- [What to do]
Put the records below into a two-column CSV with the header row text,result. Give one row per record, with the record's wording in text and its points in result, each field quoted and with line breaks changed to spaces, and leave the pictures out.

- [Entries supplied]
>>

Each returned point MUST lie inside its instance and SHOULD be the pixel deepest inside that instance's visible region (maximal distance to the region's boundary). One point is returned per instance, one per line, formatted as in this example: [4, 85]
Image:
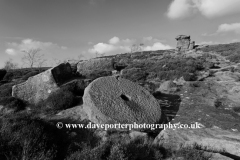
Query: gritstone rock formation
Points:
[87, 67]
[213, 139]
[117, 100]
[184, 43]
[39, 87]
[2, 73]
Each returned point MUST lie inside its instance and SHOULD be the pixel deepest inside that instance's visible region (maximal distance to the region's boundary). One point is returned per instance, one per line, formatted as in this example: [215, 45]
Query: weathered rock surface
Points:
[184, 43]
[87, 67]
[76, 113]
[39, 87]
[167, 87]
[212, 139]
[74, 64]
[117, 100]
[2, 73]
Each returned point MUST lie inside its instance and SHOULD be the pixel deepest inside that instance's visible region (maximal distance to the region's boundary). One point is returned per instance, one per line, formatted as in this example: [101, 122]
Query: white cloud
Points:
[208, 8]
[157, 46]
[234, 27]
[117, 45]
[179, 9]
[208, 43]
[10, 51]
[94, 2]
[114, 40]
[26, 44]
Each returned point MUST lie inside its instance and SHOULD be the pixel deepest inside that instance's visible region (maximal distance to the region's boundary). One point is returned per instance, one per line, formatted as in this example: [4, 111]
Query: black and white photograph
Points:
[119, 79]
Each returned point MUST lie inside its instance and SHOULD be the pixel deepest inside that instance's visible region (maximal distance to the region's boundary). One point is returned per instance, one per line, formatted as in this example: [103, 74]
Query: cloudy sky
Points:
[66, 29]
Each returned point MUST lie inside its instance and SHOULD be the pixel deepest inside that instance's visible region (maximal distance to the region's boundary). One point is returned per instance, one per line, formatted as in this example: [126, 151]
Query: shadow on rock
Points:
[169, 104]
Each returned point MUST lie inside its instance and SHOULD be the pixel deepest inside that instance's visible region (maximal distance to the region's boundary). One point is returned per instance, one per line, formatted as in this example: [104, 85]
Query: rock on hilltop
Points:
[117, 100]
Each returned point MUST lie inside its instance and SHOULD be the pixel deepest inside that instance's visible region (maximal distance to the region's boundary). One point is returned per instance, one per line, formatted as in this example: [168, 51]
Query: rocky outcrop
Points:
[117, 100]
[184, 43]
[167, 87]
[73, 64]
[3, 72]
[213, 139]
[87, 67]
[39, 87]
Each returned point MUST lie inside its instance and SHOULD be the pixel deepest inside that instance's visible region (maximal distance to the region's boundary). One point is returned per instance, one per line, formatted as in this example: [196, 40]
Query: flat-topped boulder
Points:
[116, 100]
[39, 87]
[88, 67]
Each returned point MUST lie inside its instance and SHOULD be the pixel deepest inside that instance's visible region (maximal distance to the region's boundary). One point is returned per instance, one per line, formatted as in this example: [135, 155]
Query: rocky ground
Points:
[200, 85]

<<

- [Correct result]
text,result
"Each returned point MUST lie inside its instance and SHOULD be the pixel deepest inside that instance's visible region (maximal distance to the region's boundary). One point is returned per instance, one per line, formatted as in this example: [4, 85] Image: Query: gritstone rock formation Points:","[87, 67] [213, 139] [117, 100] [184, 43] [39, 87] [2, 73]"
"Each returned point MUST lie inside its instance and SHOULD be the pixel deepest inside that instance's visible region (maximal distance to the region's boundary). One point is returned per instance, one per line, formatted as in this example: [215, 45] Query: weathered rock surface Points:","[184, 43] [87, 67] [76, 113] [39, 87] [167, 87] [212, 139] [74, 64] [117, 100] [2, 73]"
"Each returned point MUST lie inside its instance and SHOULD be the pixel deepest inside that instance's visible region (maximal distance to the region's boundary). One point is returned per instance, one per line, formatted as in this example: [101, 122] Query: white cloud Points:","[208, 8] [157, 46] [234, 27] [117, 45] [179, 9] [208, 43] [10, 51] [94, 2] [114, 40] [26, 44]"
"Each returned point MUST lie inside its instance and SHOULD be the pixel deepest inside that instance's visible region (maximal distance to the region's boundary). One point is returned per instance, one per line, formatted as in this example: [4, 111] Query: black and white photograph Points:","[119, 79]"
"Each returned point MUST lie inside its instance and SHOULD be the pixel deepest inside that instance's visible region (maximal distance to the region's boundary). One point is returned per instance, one per line, formatted as in this example: [103, 74] Query: cloudy sky Points:","[66, 29]"
"Each returned point MUST lie inside its instance and SHOULD be the pixel deepest inside that instance's visible region (maximal distance to the region's boundary). One point is returned per instance, one per line, formatted as in this example: [126, 151] Query: shadow on rock Points:","[169, 104]"
"Each returned point MUST lie inside its instance and SHOULD be the pixel deepest inside that instance's visible region (maximal distance to the region's boundary). One point is returned per instance, one per line, formatted as in this example: [104, 85] Query: rock on hilltop Points:","[117, 100]"
"Each returned point MUST lie inside its instance and SHOULD be the pixel deepest inside that instance's visible region (maximal distance to the region's boundary). One point is returned per instance, one per line, formatted as in this example: [168, 51] Query: rocky outcrop Points:","[117, 100] [184, 43] [167, 87] [73, 64] [3, 72] [213, 139] [87, 67] [39, 87]"
"Each returned point MUST lie inside its instance and SHOULD be the pixel deepest inside that instance's visible region (maximal distance to the region's boundary). One point is returned per instance, one per line, formatted as in this example: [196, 40] Query: flat-topped boulder Points:","[116, 100] [39, 87] [88, 67]"
"Each returned point MUST lie inside its instance and SHOULD be the pixel deepest inside that instance's visible region (maximal distance to the region's boundary). One point is returned per instance, one per line, formatted as in this example: [135, 155] Query: rocky ground Points:","[200, 85]"